### Saved data entries
______

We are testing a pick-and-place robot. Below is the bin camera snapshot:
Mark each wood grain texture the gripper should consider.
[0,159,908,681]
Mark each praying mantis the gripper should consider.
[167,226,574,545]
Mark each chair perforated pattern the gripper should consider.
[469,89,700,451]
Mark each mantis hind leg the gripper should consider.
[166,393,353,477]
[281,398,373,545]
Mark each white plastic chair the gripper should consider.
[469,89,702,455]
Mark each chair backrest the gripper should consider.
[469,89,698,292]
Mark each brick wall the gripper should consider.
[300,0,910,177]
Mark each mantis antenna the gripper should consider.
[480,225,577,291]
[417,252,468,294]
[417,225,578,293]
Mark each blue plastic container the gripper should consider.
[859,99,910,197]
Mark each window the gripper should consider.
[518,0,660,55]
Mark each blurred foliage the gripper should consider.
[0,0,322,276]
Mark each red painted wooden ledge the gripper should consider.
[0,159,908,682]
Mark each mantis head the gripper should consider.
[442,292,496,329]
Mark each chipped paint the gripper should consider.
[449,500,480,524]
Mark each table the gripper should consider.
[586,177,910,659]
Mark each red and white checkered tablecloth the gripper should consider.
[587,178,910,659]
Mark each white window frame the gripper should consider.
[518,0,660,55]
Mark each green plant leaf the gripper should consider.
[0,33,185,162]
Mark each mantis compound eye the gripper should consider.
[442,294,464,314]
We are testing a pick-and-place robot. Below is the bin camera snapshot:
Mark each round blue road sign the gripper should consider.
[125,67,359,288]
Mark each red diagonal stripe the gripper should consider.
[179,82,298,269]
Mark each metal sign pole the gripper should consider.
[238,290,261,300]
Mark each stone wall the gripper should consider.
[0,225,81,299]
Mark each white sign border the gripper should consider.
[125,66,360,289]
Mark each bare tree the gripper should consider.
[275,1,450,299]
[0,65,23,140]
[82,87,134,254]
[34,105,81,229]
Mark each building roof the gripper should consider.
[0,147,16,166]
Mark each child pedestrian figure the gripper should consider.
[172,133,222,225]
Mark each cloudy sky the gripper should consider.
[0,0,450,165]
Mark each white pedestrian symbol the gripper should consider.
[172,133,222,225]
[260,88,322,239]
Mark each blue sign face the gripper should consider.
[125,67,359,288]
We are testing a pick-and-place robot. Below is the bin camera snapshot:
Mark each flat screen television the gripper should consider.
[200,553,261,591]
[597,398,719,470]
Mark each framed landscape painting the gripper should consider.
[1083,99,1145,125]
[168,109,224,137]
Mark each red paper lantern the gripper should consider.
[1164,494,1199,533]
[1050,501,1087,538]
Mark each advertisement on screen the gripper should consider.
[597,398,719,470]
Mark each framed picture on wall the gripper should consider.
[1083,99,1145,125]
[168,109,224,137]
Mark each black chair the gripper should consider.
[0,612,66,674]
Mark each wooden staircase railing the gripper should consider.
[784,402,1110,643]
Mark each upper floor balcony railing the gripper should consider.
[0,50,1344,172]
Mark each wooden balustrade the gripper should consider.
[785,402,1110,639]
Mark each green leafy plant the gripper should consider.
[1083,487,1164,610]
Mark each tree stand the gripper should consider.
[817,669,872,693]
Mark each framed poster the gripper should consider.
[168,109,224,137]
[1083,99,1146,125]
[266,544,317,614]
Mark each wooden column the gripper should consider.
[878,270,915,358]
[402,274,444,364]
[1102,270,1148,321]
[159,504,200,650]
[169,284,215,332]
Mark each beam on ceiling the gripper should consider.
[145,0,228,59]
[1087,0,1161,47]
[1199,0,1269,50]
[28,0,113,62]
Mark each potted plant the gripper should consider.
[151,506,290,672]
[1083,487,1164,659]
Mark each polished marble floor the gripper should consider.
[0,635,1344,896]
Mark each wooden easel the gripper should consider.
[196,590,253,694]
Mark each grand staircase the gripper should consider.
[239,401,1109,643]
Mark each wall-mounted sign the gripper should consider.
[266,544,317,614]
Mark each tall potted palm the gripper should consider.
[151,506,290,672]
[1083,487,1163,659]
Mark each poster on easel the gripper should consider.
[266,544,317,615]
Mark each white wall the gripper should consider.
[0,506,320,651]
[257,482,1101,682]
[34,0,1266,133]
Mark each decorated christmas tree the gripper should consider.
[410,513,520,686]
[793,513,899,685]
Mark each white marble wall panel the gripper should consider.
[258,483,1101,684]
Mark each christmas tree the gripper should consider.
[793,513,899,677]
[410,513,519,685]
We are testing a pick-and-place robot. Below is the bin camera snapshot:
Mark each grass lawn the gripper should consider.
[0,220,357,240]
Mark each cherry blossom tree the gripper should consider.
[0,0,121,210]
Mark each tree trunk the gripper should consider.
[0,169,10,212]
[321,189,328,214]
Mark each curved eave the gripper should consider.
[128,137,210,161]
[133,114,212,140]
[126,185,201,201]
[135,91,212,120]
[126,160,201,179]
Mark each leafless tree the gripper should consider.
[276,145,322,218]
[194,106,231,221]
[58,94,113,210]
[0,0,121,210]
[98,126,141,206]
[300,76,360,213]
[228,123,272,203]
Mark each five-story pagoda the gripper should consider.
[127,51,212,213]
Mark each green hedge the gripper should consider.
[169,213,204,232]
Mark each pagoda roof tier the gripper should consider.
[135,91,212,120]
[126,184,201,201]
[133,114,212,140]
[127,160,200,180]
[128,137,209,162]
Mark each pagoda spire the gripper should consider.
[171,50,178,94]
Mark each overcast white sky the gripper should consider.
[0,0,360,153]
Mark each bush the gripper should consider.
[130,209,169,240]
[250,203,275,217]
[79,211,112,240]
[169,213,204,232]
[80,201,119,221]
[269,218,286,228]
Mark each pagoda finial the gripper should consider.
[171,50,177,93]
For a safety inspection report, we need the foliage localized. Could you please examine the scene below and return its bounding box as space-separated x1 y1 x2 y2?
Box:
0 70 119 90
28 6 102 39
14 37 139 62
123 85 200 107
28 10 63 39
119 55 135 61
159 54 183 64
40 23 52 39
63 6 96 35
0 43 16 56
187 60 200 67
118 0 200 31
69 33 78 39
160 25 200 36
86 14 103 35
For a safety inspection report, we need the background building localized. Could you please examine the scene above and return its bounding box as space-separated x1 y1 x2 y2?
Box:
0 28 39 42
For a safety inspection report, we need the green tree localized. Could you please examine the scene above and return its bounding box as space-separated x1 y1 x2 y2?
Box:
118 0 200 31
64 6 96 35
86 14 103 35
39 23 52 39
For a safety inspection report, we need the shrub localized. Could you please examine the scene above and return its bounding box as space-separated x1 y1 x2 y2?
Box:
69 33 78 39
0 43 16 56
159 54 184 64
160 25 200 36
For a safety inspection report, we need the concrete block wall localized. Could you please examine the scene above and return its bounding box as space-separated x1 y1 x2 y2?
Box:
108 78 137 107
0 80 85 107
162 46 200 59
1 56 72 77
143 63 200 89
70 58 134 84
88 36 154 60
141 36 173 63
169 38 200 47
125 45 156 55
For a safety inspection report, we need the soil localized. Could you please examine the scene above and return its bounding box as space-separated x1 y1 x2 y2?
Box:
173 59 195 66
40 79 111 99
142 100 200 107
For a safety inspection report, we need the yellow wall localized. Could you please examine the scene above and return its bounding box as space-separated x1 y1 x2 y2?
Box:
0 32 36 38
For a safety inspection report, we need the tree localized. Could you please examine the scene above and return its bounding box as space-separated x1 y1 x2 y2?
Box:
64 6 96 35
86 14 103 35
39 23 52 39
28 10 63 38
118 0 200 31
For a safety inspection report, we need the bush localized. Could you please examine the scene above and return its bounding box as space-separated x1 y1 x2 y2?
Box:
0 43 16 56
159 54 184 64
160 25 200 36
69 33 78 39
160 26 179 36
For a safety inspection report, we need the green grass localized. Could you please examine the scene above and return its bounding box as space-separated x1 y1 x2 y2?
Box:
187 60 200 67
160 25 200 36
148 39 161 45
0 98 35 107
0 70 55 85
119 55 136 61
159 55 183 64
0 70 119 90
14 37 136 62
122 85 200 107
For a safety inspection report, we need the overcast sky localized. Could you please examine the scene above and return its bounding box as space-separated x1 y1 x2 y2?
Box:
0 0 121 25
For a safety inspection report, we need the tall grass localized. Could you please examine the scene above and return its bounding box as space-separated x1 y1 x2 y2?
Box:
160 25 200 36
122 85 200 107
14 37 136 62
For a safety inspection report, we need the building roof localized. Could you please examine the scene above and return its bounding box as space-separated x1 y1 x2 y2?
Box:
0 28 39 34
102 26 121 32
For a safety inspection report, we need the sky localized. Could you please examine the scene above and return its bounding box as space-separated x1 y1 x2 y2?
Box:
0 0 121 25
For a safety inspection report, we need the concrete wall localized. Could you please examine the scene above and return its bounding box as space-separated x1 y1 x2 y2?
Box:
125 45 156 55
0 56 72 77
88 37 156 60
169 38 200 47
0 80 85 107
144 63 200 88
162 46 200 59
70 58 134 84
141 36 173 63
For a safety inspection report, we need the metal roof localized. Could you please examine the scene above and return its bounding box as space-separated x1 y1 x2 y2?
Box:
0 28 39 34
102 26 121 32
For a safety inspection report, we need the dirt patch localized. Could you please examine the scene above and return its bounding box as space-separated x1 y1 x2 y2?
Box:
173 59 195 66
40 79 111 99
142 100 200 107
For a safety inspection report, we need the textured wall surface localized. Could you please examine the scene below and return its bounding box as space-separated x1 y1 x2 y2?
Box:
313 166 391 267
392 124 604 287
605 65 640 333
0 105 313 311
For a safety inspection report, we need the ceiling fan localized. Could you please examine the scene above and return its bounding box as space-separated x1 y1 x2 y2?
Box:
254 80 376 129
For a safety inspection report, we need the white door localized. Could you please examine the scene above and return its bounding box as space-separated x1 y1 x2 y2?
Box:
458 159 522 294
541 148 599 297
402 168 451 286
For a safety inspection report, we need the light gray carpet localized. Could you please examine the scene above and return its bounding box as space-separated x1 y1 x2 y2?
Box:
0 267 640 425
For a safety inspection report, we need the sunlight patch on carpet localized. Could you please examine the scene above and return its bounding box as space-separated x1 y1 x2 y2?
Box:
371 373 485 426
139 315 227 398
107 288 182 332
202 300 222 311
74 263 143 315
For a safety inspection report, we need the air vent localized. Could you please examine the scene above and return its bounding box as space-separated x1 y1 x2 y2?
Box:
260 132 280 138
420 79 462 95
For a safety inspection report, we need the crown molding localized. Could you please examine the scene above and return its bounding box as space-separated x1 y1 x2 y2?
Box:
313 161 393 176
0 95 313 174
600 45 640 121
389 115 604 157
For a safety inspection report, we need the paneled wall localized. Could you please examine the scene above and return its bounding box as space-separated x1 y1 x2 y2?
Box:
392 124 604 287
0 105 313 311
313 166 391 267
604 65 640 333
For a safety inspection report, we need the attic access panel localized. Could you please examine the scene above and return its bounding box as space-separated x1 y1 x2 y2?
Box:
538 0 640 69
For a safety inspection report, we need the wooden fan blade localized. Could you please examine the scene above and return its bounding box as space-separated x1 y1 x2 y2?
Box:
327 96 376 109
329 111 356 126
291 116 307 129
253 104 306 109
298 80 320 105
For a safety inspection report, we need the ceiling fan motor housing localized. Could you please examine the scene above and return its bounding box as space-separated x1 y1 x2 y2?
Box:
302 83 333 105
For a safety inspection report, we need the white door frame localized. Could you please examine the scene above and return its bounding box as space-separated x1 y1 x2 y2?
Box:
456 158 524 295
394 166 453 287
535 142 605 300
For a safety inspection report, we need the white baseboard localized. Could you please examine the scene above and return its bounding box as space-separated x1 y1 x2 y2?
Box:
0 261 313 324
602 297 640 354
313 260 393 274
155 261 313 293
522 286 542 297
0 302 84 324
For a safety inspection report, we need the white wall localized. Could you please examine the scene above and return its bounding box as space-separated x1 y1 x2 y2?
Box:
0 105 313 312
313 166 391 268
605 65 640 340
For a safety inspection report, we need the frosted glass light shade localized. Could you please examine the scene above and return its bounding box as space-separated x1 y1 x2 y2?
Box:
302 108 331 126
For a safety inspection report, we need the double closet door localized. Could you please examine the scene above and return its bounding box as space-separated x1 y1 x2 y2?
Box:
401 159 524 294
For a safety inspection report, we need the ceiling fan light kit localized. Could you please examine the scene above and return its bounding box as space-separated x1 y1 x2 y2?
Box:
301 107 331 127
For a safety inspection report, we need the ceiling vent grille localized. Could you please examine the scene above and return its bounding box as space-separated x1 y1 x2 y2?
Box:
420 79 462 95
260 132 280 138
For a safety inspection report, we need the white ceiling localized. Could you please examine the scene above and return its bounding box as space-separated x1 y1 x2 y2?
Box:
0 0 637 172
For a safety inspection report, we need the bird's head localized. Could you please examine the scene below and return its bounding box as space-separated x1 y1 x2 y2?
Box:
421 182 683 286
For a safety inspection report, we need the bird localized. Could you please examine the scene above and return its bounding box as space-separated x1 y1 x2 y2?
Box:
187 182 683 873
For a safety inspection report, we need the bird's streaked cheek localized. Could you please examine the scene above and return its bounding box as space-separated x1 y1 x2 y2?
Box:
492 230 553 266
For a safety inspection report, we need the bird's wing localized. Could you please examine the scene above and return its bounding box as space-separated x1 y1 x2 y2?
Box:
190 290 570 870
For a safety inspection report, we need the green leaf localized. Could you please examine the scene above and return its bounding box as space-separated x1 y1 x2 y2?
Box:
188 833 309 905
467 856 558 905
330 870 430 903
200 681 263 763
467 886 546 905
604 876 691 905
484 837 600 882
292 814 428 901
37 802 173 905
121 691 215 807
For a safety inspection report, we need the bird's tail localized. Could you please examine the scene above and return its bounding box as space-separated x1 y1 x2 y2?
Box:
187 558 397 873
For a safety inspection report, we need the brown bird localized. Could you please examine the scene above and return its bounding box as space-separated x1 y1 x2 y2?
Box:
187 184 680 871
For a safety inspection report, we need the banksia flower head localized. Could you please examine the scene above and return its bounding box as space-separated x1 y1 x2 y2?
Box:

______

### Set exercise
Turn the lines starting at the one containing "Mark each bare" and ending at the one containing "[0,50,1344,172]" into a numbered list, one line per number, with any blank lines dropped.

### Expected output
1. Mark each bare tree the gripper should consider.
2. [275,1,450,299]
3. [0,65,23,140]
4. [82,87,134,254]
5. [34,105,81,229]
6. Mark each building roof the gripper should consider.
7. [0,147,16,166]
8. Mark each child pedestrian figure the gripper should consider.
9. [172,133,222,225]
10. Mark each cloudy sky the gripper should consider.
11. [0,0,450,165]
12. Mark each white pedestrian symbol the gripper should consider.
13. [172,133,222,225]
14. [260,88,322,239]
15. Mark each blue sign face the gripper should consider.
16. [125,67,359,288]
17. We are testing a pick-and-place robot. Below is the bin camera snapshot:
18. Mark each flat screen television the gripper should consider.
19. [200,553,261,591]
20. [597,398,719,470]
21. Mark each framed landscape painting the gripper should consider.
22. [1083,99,1145,125]
23. [168,109,224,137]
24. Mark each red paper lantern the gripper should consider.
25. [1164,494,1199,533]
26. [1050,501,1087,538]
27. Mark each advertisement on screen the gripper should consider.
28. [597,398,719,470]
29. Mark each framed picture on wall the gripper should consider.
30. [1083,99,1145,125]
31. [168,109,224,137]
32. Mark each black chair the gripper should consider.
33. [0,612,66,674]
34. Mark each wooden staircase railing the gripper should consider.
35. [784,402,1110,643]
36. Mark each upper floor balcony railing the gripper should consider.
37. [0,50,1344,172]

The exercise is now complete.